Requirement 1:
Summarize the interview on the state of hip-hop in two sentences.
Requirement 2:
Proceed with the interview on the state of hip-hop, starting right after Robert's comment about the "good time" groups.

Extract to read:

Our Own ''Westside'' (aka-Robert) Is Interviewed by TheRapChamber
I''d like to thank Morty over at TheRapChamber and let you guys know this was a real experience. Check it out and holla with your input-------Peace & Believe in Better Dayz-----------Robert - aka - Westside
Morty: Thanks to my man Brother RB for choppin’ it up with me here at The Rap Chamber.com. Robert when you look at hip-hop 10 years ago and compare it to what it is now, what do you see?
RB: Well I see a decline of the street element of hip hop and rap. The east coast influence of the bling bling type rap is not a good thing for the way of living we call hip hop
Morty: No doubt. Bling-bling is selling out. But blaming the east coast for it, isn''t that a bit too harsh?
RB: Not really. It was different back in the day. Straight out of Compton and raps like that brought awareness to social problems and the need for change. “In Da Club” and “Air Force Ones” brings nuttin to the table except a false reading of life is a party and I can tell ya it's not. So many brothers get hung up in believing that the bling and the material things promoted by east coast sound, is what is important. They get hung up in the system, and are lost in it for years.
Morty: I agree, good time raps have no content, and the hip-hop community cannot benefit from that. But I think we need to be more specific with who we target. You gotta give east coast emcees like Nas, Mos Def, Talib Kweli, Wu-Tang Clan, etc their props.
RB: Yes I would agree, but if those groups would take a stand and try to turn the game around, it would be best for all. The groups you mention get limited ''air'' play. And one reason for that is they are not really team players, like those ''good time’ groups.

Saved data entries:
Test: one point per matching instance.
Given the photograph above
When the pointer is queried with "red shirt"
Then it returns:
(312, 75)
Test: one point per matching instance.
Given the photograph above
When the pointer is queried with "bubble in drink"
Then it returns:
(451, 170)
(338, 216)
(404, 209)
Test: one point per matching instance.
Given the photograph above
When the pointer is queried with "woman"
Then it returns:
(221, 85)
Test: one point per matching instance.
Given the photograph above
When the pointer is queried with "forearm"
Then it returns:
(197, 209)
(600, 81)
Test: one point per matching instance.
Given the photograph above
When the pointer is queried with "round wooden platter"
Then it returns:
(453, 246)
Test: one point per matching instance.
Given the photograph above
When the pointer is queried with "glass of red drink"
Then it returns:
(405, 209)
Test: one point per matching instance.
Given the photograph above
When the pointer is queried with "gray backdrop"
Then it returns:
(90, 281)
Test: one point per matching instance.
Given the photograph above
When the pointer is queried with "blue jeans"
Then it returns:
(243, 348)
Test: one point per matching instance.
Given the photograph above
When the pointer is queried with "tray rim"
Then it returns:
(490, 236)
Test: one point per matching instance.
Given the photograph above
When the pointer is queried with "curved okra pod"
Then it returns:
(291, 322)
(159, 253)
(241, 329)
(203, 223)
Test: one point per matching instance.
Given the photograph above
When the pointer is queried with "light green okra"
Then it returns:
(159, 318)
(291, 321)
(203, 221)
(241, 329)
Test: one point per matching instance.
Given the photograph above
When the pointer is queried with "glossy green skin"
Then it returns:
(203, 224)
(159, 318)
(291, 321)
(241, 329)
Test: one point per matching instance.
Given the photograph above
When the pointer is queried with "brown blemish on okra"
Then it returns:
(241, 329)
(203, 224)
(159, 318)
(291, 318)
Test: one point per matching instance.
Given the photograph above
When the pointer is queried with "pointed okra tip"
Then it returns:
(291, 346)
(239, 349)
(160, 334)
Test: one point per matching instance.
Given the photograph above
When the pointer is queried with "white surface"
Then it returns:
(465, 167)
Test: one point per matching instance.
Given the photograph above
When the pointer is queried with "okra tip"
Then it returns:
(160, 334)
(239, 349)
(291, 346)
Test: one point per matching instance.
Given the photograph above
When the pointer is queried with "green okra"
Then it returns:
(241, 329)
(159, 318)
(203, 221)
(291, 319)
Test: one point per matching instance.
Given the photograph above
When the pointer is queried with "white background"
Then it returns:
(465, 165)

Reply 1:
In an interview with TheRapChamber, Robert (Westside) says hip-hop has lost its street element and blames the east coast's bling-bling style, contrasting songs like "In Da Club" with socially aware raps like "Straight out of Compton." Morty agrees that good-time raps lack content but says east coast emcees such as Nas and Mos Def deserve their props, and Robert replies that those groups get limited air play partly because they are not team players.

Reply 2:
Don''t get me wrong, there is a place for good time music, but what is more important; the fact that brothas are dying every day from street violence and drugs? Or that you can pull this girl or you got this ride? Back in the day there was a balance of work out there. The work out there now is one sided.
Morty: Exactly, and what's more is that when you see these rappers on TV flashing their money and their cars, they give hip-hop that image. People watching this will assume hip-hop is all about money. The message which existed through the music of N.W.A. and Public Enemy no longer exists, because so many people have forgotten what hip-hop is really all about
RB: The false image of todays hip hop is just that –false. The cars and stuff you see in those videos don''t belong to those guys; it is rented, but the assumtion that if you rap you got money is put out there.
Morty: Exactly, it's all a facade. Another problem is the way a lot of rappers portray women, black women in particular. Dressing them up in bikinis and thongs and throwing them in a hip-hop video again creates a bad image of not only hip-hop, but also black women.
RB: The images we see today are not true hip hop. You could really say these guys are not really hip hop artists. Hip hop is a way or life. It is the way we live. Rap is what hip hoppers do, there is a difference. As far as the sistas go---those who do the videos put themselves there. The strong black, and sistas of all colors deserve respect---they are the future and with out them we as a society die.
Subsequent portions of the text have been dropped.